Extend the pension risk transfer passage below, starting right after its final sentence.

▶ **SUPPLIED TEXT**
*****
Last Updated: 5/9/2024

Issue:  Historically, companies have adopted pension plans for many reasons, like attraction and retention of qualified employees, workforce management, employee expectations, and enhancing tax benefits. However, the total annual cost of offering a pension plan can be hard to predict and is costly to administer. With fluctuating variables like investment returns, interest rates, and the longevity of participants, companies have pursued a method called pension risk transfer (PRT) to move the financial liability and the program administration from the company to a life insurer.

pension risk transfer is when a defined-benefit pension provider seeks to remove some or all of its obligation to pay guaranteed retirement income or post-retirement benefits to plan participants. In these transactions, the pension providers will generally transfer assets to a life insurer, for which the insurer assumes the annuity risk for plan participants. Other times the transfer may be initiated because of negotiations with unions to restructure the terms of the pension. According to AM Best, there were over 500 single premium pension contract buyouts totaling $28 billion in 2019. Due to organizations’ desires to alleviate their pension liability, it is expected that volume of PRT transactions will not subside anytime soon as companies transfer pension risk to avoid earnings volatility and enable themselves to concentrate on their core business demands.  

The types of risks addressed in pension transfer transactions might include the following:

  • The risk that participants will live longer than current annuity mortality tables would indicate (longevity risk).
  • The risk that funds set aside for paying retirement benefits will fail to achieve expected rates of investment return (investment risk).
  • The risk that changes in the interest rate environment will cause significant and unpredictable fluctuations in balance sheet obligations, net periodic cost, and required contributions (interest rate risk).
  • The risks of a plan sponsor’s pension liabilities becoming disproportionately large relative to the remaining assets and liabilities of the sponsor.

There are four major types of pension risk transfer strategies. They are: (1) longevity reinsurance; (2) buy-in; (3) buy-out; and (4) paying in lump sums. Longevity reinsurance is actively used in the U.K. but not the U.S.  A “buy-in” is when an insurer pays the monthly annuity amount to the plan, which continues to make pension payments to plan participants. On the other hand, a “buy-out” occurs when an insurer has a direct, irrevocable commitment to each covered participant to make the specified annuity payments.
*****
▶ **ENTRIES PROVIDED**

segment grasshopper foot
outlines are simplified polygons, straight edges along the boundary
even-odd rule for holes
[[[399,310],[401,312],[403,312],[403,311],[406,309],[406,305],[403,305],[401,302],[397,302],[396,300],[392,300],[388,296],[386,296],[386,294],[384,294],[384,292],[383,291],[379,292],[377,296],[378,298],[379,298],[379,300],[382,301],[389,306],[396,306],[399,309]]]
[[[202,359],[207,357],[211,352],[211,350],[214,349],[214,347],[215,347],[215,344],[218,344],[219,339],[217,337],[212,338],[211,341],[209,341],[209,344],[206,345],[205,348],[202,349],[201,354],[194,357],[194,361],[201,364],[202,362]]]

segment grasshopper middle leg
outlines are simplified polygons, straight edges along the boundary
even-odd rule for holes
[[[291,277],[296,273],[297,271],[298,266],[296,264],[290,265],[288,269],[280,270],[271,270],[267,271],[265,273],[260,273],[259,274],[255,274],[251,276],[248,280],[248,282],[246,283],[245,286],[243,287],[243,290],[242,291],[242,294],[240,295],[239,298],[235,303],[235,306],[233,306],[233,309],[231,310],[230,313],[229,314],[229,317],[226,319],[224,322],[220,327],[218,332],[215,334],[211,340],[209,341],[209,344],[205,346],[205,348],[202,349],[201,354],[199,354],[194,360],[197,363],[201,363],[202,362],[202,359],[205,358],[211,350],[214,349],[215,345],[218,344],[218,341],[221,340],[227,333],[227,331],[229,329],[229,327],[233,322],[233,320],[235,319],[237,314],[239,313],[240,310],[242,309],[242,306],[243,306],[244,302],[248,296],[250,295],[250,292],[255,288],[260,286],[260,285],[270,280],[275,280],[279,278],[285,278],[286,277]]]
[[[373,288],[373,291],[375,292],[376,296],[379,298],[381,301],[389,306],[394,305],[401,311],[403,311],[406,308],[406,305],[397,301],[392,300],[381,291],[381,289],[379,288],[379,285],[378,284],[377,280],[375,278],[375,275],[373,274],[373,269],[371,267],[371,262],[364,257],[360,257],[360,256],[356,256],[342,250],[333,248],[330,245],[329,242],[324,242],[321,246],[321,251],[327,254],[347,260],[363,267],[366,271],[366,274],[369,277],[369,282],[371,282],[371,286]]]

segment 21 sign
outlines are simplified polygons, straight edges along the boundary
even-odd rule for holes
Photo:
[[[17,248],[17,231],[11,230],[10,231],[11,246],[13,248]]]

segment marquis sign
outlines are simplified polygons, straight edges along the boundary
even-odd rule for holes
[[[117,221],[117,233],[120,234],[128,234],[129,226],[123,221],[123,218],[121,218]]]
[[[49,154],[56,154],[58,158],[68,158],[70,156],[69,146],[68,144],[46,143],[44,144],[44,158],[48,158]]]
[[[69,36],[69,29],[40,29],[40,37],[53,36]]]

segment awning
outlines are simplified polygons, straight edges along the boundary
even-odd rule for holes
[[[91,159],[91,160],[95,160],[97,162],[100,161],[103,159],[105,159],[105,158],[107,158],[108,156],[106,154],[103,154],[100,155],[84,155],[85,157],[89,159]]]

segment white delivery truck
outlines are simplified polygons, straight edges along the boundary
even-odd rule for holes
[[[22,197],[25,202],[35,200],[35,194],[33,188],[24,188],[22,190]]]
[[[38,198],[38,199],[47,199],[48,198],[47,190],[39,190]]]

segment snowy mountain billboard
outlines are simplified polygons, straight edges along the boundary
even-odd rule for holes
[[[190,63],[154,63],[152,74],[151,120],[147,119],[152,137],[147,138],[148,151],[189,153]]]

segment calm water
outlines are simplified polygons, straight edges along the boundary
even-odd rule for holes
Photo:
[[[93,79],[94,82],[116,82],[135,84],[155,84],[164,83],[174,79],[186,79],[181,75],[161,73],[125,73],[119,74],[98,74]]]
*****
▶ **TASK RESPONSE**
Pensions (and their related assets) transferred to life insurers are typically held in what are known as a separate account. Separate accounts are generally organized and structured in a manner to where their activities are legally separated from the normal operations of an insurance company. Separate accounts file a specific addendum to the life insurer financial statements, detailing the separate account assets, liabilities and activity in a separate blank, with the total assets and total liabilities of the separate account represented in the total assets and liabilities of the life insurer. Specific accounting provisions are detailed in SSAP No. 56—Separate Accounts.  

Upon review of the separate account annual statements filed with the NAIC, it was found that most entities did not individually detail PRT activity, but rather broadly combined this product into other product categories (i.e., group variable annuity). However due to the recent (and future anticipated) growth of PRTs, regulators desired the capability to more easily identify PRT activity, particularly to allow for assessments on whether the assets held in the separate account are expected to adequately cover the obligations of the pension liability. If the assets are not sufficient, a life insurer’s separate account could require supplemental funding from the life insurer’s general account. So, while the assets held in a separate account are insulated from the obligations of the general account, in the event of a performance shortfall, the general account may be obligated to provide additional support to the obligations and commitments of the separate account.

To meet regulator needs for enhanced visibility on PRTs, in May 2021, the Statutory Accounting Principles (E) Working Group adopted agenda items 2020-37 & 2020-38, which did not result in changes to SSAP No. 56, but supported adoption of its sponsored agenda item (2021-03BWG) at the Blanks (E) Working Group. The blanks agenda item modified the separate account instructions and now requires that a distinct disaggregated product identifier be used for each product represented – thus PRTs are now required to be specifically and individually identified and disclosed. The new disaggregated reporting requirements require that each separate account product filing or policy form (i.e., each PRT) be separately identified. This disaggregation of reporting will also be utilized for all applicable General Interrogatories (e.g., 1.01, 2.4, 4.1). Subsequently on May 26, 2021, the Blanks (E) Working Group adopted its agenda item 2021-03BWG, which will result in these changes being in effect for year-end 2021 reporting.